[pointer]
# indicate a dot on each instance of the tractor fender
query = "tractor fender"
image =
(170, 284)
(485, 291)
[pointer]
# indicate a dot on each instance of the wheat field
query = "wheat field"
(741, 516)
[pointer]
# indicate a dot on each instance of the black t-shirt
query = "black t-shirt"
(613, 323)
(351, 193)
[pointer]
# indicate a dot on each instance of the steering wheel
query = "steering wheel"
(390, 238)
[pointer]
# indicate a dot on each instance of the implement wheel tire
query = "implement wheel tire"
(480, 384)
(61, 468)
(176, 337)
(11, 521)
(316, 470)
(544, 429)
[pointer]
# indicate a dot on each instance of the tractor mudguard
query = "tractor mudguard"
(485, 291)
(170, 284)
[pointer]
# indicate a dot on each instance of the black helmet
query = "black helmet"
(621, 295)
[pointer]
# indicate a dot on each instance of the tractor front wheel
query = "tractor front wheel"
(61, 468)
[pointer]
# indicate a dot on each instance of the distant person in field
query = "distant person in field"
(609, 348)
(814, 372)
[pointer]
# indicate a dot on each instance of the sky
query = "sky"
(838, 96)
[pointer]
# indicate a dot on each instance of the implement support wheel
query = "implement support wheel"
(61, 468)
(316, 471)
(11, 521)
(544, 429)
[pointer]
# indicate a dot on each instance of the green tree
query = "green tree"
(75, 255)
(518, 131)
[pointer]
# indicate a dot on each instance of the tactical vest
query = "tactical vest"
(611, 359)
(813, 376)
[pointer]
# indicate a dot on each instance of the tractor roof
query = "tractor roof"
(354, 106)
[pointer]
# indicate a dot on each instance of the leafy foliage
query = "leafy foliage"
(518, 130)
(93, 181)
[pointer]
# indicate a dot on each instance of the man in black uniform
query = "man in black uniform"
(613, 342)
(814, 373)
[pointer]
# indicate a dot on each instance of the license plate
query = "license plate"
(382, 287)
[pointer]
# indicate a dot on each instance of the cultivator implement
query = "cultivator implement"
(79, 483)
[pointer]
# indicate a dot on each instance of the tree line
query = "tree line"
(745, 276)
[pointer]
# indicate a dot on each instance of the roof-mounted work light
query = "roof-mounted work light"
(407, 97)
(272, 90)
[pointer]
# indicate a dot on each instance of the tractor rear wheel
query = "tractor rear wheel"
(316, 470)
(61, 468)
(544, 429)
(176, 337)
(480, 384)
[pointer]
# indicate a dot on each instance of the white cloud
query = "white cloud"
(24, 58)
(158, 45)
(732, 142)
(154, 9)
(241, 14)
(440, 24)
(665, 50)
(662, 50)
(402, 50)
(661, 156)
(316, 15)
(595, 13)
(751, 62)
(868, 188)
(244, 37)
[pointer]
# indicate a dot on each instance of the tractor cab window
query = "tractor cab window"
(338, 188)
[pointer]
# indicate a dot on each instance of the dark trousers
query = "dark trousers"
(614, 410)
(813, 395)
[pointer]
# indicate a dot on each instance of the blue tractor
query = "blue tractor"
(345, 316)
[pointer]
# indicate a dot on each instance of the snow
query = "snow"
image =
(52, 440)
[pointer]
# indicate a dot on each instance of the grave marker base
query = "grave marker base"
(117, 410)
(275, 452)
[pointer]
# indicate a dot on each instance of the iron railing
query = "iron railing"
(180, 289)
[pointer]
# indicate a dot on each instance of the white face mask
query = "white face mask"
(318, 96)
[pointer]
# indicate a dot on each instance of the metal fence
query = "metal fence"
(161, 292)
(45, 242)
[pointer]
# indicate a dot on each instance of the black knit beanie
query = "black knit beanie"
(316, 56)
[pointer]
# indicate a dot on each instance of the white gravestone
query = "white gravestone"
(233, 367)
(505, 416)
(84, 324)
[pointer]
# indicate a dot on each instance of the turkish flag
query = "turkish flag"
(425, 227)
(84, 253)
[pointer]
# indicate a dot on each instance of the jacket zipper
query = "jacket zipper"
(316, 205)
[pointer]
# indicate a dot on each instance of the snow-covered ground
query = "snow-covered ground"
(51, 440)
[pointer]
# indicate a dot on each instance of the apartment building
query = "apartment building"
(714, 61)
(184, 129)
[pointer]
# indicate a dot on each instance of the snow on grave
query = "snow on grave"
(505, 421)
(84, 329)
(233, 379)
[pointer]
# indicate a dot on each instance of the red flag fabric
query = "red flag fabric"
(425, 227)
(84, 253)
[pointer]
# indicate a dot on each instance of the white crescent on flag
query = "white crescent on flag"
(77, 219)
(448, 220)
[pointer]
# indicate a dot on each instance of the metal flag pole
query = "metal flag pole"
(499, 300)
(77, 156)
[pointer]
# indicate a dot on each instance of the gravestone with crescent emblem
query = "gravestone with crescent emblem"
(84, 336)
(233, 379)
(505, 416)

→ WHAT IS NEEDED
Output the listing above in full. Every line must match.

→ EXPECTED OUTPUT
[pointer]
# indicate a dot on each instance of the tractor fender
query = "tractor fender"
image =
(170, 284)
(485, 291)
[pointer]
# indicate a dot on each instance of the wheat field
query = "wheat field"
(741, 516)
[pointer]
# indicate a dot on each instance of the black t-shirt
query = "black t-shirt"
(613, 323)
(351, 193)
[pointer]
# indicate a dot on each instance of the steering wheel
query = "steering wheel"
(390, 238)
[pointer]
# indicate a dot on each instance of the implement wheel tire
query = "implement wheel tire"
(480, 384)
(61, 468)
(176, 337)
(11, 521)
(316, 470)
(544, 429)
[pointer]
# indicate a dot on each instance of the tractor mudguard
query = "tractor mudguard"
(485, 291)
(170, 284)
[pointer]
# indicate a dot on each instance of the black helmet
query = "black helmet"
(621, 295)
[pointer]
# indicate a dot on each instance of the tractor front wheel
query = "tractor front wheel"
(61, 468)
[pointer]
# indicate a dot on each instance of the distant person in field
query = "distant person in field"
(609, 348)
(814, 372)
[pointer]
# indicate a dot on each instance of the sky
query = "sky"
(838, 96)
[pointer]
# indicate a dot on each instance of the implement support wheel
query = "implement support wheel"
(61, 468)
(316, 471)
(11, 521)
(544, 429)
[pointer]
# indicate a dot on each instance of the green tree
query = "green tree"
(75, 255)
(518, 131)
[pointer]
# indicate a dot on each instance of the tactical vest
query = "tactical vest"
(611, 359)
(813, 376)
[pointer]
# indicate a dot on each instance of the tractor roof
query = "tractor roof"
(354, 106)
[pointer]
# indicate a dot on each instance of the leafy foliage
query = "leafy foliage"
(518, 130)
(93, 181)
[pointer]
# indicate a dot on each instance of the man in black uniform
query = "man in black uniform"
(613, 342)
(814, 373)
[pointer]
# indicate a dot on each instance of the license plate
query = "license plate"
(382, 287)
[pointer]
# indicate a dot on each instance of the cultivator implement
query = "cultivator implement"
(79, 483)
[pointer]
# indicate a dot on each instance of the tree line
query = "tree line"
(745, 276)
[pointer]
# indicate a dot on each instance of the roof-mounted work light
query = "roof-mounted work light"
(407, 97)
(272, 90)
[pointer]
# indicate a dot on each instance of the tractor rear wheel
query = "tractor rear wheel"
(316, 470)
(61, 468)
(544, 429)
(176, 337)
(480, 384)
[pointer]
# indicate a dot on each instance of the white cloud
query = "white cloud"
(24, 58)
(158, 45)
(732, 142)
(154, 9)
(241, 14)
(440, 24)
(665, 50)
(662, 50)
(402, 50)
(661, 156)
(316, 15)
(595, 13)
(751, 62)
(868, 188)
(244, 37)
[pointer]
# indicate a dot on each instance of the tractor cab window
query = "tractor cab window"
(338, 188)
[pointer]
# indicate a dot on each instance of the dark trousers
query = "dark trousers"
(614, 410)
(813, 395)
[pointer]
# indicate a dot on each instance of the blue tractor
query = "blue tractor"
(345, 316)
[pointer]
# indicate a dot on each instance of the snow
query = "snow"
image =
(52, 440)
[pointer]
# indicate a dot on each instance of the grave marker base
query = "grave marker base"
(117, 410)
(275, 452)
[pointer]
# indicate a dot on each instance of the iron railing
query = "iron railing"
(180, 289)
[pointer]
# indicate a dot on each instance of the white face mask
query = "white face mask"
(318, 96)
[pointer]
# indicate a dot on each instance of the metal fence
query = "metal fence"
(161, 292)
(45, 242)
[pointer]
# indicate a dot on each instance of the black knit beanie
query = "black knit beanie"
(316, 56)
[pointer]
# indicate a dot on each instance of the white gravestone
query = "white gravestone"
(233, 367)
(505, 416)
(84, 324)
[pointer]
# indicate a dot on each instance of the turkish flag
query = "turkish flag"
(425, 227)
(84, 253)
[pointer]
# indicate a dot on each instance of the jacket zipper
query = "jacket zipper"
(316, 205)
[pointer]
# indicate a dot on each instance of the snow-covered ground
query = "snow-covered ground"
(51, 440)
[pointer]
# indicate a dot on each instance of the apartment building
query = "apartment building"
(714, 61)
(184, 129)
[pointer]
# indicate a dot on each instance of the snow on grave
query = "snow on grave"
(505, 421)
(84, 329)
(233, 379)
[pointer]
# indicate a dot on each instance of the red flag fabric
query = "red flag fabric"
(425, 227)
(84, 253)
[pointer]
# indicate a dot on each instance of the white crescent on flag
query = "white crescent on flag"
(77, 219)
(448, 220)
[pointer]
# indicate a dot on each instance of the metal flag pole
query = "metal flag pole"
(499, 300)
(77, 156)
[pointer]
# indicate a dot on each instance of the gravestone with crescent emblem
query = "gravestone with crescent emblem"
(84, 336)
(233, 379)
(505, 416)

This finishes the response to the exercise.